• [What you will do]:
Pull out each line of the rows below that contains the word "background".
**** Listing
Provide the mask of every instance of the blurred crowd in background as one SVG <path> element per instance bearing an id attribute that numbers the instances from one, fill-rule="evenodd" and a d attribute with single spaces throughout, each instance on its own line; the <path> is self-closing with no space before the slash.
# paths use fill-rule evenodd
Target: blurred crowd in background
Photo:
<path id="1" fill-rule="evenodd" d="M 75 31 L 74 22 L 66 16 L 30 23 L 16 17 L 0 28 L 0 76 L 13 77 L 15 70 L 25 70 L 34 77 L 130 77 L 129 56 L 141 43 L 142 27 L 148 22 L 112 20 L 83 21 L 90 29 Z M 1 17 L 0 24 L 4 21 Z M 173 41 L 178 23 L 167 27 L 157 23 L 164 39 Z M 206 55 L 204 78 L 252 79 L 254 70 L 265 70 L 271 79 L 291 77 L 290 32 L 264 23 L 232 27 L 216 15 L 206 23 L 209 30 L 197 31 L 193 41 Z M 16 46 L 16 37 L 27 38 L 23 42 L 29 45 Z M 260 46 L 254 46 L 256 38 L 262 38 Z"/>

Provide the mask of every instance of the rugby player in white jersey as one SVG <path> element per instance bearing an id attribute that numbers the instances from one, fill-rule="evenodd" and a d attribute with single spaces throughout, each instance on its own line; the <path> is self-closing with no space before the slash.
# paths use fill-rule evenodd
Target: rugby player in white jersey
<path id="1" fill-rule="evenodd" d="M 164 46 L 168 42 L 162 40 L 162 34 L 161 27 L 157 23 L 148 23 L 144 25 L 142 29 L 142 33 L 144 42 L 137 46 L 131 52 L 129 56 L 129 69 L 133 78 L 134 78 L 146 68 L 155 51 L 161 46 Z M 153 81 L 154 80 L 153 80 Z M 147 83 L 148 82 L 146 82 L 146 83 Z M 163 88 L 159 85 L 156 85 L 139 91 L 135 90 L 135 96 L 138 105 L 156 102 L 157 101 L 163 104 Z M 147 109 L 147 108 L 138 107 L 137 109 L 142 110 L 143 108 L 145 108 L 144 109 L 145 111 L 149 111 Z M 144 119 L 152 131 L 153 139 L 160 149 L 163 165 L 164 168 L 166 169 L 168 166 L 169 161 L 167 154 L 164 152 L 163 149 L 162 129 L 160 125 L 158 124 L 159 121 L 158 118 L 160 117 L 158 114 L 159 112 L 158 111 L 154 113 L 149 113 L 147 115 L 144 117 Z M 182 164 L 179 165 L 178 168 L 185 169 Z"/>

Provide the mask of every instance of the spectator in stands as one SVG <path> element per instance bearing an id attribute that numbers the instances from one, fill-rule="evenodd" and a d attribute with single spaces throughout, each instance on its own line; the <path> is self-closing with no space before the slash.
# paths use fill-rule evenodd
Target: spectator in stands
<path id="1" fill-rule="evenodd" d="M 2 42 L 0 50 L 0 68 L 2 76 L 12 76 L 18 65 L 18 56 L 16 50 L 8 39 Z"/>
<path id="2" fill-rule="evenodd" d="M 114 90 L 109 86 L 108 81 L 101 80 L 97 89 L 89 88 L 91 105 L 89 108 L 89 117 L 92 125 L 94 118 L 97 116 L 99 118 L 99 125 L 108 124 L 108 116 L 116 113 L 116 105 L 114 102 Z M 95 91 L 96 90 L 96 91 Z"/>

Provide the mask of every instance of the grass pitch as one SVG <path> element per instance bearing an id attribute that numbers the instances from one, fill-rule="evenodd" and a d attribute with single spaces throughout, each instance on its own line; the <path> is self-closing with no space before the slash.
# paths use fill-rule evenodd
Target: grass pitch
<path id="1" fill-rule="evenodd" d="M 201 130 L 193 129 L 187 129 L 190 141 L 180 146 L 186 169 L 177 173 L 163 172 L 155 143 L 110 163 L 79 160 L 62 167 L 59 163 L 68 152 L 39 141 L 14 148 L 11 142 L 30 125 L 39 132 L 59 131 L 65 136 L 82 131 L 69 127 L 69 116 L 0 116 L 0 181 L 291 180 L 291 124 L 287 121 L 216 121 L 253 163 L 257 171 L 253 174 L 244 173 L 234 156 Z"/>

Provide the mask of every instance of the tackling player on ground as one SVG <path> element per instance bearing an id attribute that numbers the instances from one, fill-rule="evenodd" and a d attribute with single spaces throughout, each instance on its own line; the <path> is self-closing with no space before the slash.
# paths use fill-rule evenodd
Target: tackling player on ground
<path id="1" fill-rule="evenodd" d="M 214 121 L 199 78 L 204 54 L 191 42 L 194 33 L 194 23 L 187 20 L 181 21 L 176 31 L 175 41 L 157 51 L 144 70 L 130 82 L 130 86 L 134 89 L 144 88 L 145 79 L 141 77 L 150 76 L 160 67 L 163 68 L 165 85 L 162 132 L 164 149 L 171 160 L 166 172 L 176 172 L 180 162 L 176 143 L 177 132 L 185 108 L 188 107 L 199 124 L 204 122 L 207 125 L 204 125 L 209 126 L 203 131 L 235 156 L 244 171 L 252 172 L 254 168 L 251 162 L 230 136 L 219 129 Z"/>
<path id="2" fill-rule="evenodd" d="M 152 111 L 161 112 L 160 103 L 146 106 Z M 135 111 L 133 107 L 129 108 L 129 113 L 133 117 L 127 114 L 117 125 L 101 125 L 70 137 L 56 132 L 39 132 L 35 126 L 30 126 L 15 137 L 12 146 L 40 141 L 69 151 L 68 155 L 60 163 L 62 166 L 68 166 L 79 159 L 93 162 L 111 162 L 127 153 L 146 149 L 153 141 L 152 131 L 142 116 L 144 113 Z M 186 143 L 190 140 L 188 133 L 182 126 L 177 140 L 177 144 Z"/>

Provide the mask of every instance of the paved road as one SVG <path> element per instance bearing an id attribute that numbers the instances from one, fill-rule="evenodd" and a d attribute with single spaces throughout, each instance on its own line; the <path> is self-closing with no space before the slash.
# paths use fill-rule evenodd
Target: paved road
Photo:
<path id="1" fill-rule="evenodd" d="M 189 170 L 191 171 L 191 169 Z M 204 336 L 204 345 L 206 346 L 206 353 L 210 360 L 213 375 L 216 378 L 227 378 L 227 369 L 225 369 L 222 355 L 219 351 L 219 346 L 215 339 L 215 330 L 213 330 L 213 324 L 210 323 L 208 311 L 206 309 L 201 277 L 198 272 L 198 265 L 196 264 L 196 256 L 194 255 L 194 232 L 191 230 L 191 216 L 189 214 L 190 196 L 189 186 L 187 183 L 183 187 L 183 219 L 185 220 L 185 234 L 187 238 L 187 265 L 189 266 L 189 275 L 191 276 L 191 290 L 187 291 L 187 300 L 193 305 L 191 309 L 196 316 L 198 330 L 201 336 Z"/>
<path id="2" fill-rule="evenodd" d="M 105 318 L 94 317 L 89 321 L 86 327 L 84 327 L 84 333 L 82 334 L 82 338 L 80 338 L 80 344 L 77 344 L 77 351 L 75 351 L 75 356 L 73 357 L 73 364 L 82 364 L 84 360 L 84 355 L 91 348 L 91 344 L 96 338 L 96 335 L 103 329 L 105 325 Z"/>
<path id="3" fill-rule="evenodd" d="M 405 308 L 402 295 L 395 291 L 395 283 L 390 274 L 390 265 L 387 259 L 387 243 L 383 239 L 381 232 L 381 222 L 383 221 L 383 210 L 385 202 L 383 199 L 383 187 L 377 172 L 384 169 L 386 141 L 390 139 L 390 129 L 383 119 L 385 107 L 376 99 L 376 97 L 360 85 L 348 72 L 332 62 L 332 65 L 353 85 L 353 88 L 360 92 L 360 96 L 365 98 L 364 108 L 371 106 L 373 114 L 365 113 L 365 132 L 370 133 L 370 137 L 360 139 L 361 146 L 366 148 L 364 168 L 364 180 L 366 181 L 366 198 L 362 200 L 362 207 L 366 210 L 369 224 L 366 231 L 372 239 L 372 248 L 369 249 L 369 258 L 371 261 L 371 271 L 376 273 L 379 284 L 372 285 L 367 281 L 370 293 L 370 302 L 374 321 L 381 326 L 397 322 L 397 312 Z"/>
********
• [Solution to this problem]:
Provide the mask of every instance of the blurred crowd in background as one SVG <path> element per instance bearing an id attribute that numbers the instances from one, fill-rule="evenodd" and a d attribute with single spaces throughout, each instance on its own line; the <path> is self-closing with no space before the slash.
Target: blurred crowd in background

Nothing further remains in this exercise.